[Data excerpts]

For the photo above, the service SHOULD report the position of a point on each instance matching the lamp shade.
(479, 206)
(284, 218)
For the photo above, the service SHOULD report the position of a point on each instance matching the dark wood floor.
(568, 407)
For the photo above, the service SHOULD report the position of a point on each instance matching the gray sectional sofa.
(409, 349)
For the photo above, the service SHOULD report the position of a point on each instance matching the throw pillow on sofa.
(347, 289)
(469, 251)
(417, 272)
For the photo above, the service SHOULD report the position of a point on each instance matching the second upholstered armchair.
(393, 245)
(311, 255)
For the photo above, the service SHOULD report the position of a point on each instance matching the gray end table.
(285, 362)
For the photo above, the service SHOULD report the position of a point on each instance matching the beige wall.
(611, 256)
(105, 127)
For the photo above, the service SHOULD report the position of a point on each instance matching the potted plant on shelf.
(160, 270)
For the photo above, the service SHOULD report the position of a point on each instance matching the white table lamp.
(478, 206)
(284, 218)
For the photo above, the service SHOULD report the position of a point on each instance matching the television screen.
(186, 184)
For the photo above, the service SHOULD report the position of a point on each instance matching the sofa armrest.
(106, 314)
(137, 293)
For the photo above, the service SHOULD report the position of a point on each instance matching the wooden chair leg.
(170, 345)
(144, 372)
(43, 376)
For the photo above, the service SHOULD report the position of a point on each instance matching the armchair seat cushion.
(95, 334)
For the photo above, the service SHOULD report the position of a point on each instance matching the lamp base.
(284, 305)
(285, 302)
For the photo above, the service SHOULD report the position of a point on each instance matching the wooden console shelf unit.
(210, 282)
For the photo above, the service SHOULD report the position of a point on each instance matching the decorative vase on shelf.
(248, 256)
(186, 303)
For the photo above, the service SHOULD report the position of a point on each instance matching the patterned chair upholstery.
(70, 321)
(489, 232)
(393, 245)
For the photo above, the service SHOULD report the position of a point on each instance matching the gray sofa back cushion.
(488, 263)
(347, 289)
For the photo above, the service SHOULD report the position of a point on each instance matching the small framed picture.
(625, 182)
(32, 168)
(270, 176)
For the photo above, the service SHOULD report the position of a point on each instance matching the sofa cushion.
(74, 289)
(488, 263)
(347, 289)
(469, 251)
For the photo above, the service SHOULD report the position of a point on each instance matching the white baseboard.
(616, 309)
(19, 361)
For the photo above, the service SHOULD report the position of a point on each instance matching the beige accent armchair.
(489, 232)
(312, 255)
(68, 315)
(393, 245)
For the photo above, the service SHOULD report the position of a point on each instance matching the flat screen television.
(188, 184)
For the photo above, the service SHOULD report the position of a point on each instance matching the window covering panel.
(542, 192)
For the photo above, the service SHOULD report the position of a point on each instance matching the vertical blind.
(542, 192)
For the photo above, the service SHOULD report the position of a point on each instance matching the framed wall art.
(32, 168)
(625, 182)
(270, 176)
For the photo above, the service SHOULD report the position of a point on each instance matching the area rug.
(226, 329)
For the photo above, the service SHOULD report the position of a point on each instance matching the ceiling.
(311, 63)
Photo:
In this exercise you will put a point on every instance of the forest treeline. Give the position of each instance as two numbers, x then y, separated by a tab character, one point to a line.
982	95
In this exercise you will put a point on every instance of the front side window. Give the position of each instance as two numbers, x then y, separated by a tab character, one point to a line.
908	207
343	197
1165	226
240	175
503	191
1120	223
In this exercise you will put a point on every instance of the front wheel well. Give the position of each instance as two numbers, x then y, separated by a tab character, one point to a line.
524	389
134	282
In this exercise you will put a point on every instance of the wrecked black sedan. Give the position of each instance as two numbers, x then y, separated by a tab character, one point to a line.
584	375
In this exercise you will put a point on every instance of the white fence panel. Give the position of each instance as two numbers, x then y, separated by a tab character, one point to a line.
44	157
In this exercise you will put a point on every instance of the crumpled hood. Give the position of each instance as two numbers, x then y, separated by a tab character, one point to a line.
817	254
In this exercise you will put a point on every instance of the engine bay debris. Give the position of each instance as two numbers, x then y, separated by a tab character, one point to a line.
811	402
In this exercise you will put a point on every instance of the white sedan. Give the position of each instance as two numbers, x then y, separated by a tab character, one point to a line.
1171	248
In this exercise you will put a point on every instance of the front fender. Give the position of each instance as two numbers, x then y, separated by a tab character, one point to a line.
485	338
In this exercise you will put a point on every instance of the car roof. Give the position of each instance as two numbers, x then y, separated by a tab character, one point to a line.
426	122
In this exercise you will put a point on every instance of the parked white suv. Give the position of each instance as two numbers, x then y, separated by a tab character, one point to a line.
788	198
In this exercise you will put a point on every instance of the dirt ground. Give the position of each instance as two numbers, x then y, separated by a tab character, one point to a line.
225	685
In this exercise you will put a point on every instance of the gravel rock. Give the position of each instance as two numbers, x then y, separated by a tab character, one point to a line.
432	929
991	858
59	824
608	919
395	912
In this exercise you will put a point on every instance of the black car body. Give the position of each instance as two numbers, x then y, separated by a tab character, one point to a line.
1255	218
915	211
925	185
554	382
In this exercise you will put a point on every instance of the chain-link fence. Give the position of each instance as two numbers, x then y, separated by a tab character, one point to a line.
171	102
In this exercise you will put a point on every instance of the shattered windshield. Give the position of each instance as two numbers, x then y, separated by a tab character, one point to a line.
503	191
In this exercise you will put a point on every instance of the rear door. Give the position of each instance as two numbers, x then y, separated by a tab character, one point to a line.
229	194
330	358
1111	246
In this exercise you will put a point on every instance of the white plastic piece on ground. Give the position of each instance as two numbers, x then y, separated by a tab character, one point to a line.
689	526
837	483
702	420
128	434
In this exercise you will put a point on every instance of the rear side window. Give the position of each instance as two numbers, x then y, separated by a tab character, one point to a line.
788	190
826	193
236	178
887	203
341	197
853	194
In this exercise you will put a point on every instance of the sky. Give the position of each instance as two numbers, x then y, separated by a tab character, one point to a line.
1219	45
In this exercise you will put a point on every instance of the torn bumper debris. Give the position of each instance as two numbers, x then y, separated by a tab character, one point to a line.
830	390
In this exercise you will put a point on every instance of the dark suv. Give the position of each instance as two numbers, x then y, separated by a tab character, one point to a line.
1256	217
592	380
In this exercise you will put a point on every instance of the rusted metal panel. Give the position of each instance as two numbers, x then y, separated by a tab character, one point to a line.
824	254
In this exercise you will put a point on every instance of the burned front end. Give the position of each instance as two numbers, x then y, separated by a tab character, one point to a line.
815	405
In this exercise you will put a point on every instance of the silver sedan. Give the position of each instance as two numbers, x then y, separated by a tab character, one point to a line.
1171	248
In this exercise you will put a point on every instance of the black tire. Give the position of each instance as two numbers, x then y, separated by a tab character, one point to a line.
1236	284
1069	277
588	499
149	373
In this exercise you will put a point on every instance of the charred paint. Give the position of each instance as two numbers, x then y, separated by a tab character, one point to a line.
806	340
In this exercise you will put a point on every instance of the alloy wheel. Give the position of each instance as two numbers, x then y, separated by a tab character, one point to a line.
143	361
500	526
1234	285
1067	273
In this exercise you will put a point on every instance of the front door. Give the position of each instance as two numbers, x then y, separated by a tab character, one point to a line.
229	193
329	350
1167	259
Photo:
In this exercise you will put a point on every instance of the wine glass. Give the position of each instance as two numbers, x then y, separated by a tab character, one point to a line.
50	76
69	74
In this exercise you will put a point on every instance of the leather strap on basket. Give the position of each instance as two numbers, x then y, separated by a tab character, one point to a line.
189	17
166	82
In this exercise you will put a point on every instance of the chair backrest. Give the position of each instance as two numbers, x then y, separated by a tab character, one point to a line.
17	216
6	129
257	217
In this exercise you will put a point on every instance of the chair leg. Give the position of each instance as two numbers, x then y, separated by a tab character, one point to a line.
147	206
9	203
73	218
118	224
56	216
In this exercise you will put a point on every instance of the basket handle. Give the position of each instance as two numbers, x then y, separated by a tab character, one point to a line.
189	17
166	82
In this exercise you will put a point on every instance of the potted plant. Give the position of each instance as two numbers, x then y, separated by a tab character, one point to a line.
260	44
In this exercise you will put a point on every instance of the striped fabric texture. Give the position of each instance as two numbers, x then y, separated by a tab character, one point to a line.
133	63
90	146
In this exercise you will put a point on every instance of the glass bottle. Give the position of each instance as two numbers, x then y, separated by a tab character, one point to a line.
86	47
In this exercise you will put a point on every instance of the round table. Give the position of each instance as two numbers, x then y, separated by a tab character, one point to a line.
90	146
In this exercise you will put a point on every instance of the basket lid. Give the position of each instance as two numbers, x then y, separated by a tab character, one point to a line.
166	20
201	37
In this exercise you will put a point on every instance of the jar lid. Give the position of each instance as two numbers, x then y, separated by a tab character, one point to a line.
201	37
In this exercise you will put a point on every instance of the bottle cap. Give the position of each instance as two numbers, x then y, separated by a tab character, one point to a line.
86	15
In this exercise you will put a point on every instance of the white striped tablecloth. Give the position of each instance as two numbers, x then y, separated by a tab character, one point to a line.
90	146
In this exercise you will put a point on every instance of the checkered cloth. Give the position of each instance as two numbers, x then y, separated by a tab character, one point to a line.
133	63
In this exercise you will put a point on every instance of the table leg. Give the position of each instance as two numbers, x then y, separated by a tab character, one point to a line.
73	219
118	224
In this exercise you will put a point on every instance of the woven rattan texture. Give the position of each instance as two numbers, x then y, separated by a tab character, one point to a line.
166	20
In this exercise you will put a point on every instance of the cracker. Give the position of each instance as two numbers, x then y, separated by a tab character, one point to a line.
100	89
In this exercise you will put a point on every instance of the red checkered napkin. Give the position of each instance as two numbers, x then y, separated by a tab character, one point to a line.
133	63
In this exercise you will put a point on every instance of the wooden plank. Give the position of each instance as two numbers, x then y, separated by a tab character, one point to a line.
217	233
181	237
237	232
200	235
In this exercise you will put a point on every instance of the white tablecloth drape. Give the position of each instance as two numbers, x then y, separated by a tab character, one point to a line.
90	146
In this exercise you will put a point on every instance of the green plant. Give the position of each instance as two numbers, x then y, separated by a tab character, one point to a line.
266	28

[/Data excerpts]

Only the lines from the one containing "of the wooden" to the end of the listing belong in the output, each reproduced exactly.

In this exercise you will put a point on every instance of the wooden plank. Give the position of each instance as two numbers, x then y, separated by a tab character, one point to a line.
217	233
181	237
237	232
200	235
In this exercise you will put a point on every instance of the white tablecloth drape. Give the position of each instance as two numbers, x then y, separated by a tab character, one point to a line.
90	146
In this exercise you will put a point on every instance of the green plant. Give the position of each instance as two numbers, x then y, separated by a tab character, one point to a line.
266	28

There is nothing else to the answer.